- _Reading passage_:
_ _ _ _ _ _ _
He spent his exile years there under difficult working and living conditions. Wolf offered his services as a commercial artist and also worked on a chicken farm. At the same time, he created hundreds of graphic works that testify to how Wolf, who had suffered depressive phases from childhood, worked himself to exhaustion as a homeless exile in the American metropolis. In 1942 he and his wife left New York and moved to the refugee hostel in Cummington, where their friend Jacob Picard had had good experiences. Thanks to a local publisher of book art, Wolf was able there to work once again in a professional environment as a graphic designer.
_ _ _ _ _ _ _
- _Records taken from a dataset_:

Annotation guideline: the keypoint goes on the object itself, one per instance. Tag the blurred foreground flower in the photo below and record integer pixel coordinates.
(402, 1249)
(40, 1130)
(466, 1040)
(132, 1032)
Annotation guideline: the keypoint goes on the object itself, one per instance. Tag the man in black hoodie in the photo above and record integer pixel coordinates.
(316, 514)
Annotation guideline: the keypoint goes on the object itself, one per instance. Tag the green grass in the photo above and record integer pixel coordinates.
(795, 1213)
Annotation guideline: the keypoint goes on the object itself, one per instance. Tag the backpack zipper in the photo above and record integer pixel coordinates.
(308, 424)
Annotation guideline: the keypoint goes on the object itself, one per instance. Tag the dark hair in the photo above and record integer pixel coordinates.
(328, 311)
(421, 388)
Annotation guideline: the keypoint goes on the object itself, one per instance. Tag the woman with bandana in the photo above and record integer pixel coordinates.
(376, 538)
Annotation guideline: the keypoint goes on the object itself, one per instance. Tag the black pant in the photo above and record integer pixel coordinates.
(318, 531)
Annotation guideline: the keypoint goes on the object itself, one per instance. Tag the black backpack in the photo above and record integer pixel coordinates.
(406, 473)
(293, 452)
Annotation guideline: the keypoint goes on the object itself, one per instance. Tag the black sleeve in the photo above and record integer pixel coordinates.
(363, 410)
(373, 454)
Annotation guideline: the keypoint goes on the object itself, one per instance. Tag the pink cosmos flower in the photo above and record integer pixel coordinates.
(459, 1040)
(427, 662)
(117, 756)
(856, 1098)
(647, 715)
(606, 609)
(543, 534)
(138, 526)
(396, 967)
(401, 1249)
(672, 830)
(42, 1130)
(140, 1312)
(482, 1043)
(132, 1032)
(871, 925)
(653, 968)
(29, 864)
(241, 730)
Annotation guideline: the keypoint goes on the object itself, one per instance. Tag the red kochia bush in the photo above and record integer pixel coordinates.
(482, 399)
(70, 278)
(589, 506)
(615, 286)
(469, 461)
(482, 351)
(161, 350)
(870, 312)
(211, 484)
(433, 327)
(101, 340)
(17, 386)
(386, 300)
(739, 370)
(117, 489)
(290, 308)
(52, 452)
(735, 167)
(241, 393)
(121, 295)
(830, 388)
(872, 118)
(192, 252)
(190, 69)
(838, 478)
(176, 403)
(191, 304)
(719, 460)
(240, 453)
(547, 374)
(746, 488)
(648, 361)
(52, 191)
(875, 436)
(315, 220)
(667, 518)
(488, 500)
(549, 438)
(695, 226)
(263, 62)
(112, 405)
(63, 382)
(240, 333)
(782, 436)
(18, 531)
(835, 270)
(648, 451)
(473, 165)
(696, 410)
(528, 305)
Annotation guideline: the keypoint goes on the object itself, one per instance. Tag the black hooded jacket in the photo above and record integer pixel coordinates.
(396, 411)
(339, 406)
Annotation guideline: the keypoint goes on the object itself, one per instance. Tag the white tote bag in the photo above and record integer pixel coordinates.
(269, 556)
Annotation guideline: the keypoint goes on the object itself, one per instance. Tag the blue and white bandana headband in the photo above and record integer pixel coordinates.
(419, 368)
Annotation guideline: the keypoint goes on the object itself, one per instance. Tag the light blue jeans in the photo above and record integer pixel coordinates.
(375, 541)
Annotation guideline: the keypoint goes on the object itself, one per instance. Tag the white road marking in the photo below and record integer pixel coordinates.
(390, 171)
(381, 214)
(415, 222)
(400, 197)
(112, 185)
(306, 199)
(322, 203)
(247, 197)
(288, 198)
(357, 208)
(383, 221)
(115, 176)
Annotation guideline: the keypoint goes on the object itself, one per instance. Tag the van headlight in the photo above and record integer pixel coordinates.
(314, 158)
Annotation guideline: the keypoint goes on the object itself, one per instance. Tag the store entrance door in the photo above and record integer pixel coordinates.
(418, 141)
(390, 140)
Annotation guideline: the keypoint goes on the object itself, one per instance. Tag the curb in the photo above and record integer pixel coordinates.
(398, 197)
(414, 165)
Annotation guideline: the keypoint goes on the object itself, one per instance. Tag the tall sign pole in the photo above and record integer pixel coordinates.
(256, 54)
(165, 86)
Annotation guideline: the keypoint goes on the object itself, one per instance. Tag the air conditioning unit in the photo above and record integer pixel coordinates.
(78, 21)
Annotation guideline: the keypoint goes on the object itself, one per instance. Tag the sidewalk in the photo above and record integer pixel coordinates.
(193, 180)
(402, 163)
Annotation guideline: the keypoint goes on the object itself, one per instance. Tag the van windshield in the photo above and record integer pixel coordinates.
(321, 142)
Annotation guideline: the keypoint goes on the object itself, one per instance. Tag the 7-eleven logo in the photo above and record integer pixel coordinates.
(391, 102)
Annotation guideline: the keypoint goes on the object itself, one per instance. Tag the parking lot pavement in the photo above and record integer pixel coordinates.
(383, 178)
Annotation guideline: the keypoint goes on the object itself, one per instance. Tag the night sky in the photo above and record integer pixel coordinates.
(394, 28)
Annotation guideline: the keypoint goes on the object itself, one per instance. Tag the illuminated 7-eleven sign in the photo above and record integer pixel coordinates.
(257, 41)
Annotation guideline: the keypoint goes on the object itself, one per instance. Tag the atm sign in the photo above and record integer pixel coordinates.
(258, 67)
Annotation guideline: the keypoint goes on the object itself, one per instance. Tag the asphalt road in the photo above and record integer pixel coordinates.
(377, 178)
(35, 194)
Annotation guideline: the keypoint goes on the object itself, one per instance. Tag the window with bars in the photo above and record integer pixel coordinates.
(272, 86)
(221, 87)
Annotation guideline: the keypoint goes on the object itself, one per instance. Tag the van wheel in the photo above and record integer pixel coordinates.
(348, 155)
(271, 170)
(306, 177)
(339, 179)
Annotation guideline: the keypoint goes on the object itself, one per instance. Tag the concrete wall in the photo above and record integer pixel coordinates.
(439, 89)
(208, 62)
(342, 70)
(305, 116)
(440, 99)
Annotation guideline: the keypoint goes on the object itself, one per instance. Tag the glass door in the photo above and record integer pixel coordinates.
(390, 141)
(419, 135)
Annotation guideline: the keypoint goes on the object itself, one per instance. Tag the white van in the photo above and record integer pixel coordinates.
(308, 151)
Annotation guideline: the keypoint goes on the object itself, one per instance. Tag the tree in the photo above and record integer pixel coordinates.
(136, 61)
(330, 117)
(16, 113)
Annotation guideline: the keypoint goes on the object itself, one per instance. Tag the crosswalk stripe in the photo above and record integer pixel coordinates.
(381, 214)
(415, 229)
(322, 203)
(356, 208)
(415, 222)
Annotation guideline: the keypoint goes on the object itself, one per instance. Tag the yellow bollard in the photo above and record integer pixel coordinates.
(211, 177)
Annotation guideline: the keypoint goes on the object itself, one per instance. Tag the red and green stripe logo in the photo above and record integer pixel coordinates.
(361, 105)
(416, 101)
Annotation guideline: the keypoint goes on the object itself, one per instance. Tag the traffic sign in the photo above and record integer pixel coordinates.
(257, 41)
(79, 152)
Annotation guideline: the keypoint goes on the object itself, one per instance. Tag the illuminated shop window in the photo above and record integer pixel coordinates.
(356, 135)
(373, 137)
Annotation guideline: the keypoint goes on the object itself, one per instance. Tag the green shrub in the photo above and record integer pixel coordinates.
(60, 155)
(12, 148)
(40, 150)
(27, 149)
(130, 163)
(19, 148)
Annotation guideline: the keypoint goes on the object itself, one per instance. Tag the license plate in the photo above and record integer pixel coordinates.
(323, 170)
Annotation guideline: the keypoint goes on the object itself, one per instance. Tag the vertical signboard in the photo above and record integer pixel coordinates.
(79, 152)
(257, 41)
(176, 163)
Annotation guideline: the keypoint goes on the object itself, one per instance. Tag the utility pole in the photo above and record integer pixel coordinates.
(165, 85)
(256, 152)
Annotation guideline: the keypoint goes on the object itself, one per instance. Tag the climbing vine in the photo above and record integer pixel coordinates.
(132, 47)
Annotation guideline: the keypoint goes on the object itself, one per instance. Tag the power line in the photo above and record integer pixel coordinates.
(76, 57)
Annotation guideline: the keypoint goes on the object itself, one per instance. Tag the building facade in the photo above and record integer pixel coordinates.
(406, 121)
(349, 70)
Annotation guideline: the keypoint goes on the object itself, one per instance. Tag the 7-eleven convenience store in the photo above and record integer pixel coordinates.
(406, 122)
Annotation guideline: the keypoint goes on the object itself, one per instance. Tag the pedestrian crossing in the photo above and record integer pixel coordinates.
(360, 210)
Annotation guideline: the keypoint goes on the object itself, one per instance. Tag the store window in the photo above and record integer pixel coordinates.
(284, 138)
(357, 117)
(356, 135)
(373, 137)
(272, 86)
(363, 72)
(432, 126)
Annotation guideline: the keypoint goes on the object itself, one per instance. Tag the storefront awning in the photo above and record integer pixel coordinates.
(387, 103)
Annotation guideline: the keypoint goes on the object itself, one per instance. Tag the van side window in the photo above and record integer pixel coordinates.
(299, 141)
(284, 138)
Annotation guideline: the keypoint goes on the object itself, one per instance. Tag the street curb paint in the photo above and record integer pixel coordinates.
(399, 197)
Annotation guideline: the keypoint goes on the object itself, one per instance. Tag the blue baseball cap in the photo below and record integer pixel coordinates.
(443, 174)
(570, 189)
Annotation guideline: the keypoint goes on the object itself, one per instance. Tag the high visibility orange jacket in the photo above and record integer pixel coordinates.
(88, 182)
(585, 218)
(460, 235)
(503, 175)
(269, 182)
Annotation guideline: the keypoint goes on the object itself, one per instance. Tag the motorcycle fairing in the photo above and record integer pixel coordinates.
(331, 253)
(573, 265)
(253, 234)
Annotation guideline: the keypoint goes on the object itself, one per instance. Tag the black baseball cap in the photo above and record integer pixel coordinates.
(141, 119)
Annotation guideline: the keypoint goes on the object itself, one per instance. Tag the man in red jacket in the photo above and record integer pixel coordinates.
_ _ _ _ _ _ _
- _Try it_:
Reproduce the passage on Wolf's exile years word for word, starting at "He spent his" and ending at "a graphic designer.".

- _Exercise solution_:
He spent his exile years there under difficult working and living conditions. Wolf offered his services as a commercial artist and also worked on a chicken farm. At the same time, he created hundreds of graphic works that testify to how Wolf, who had suffered depressive phases from childhood, worked himself to exhaustion as a homeless exile in the American metropolis. In 1942 he and his wife left New York and moved to the refugee hostel in Cummington, where their friend Jacob Picard had had good experiences. Thanks to a local publisher of book art, Wolf was able there to work once again in a professional environment as a graphic designer.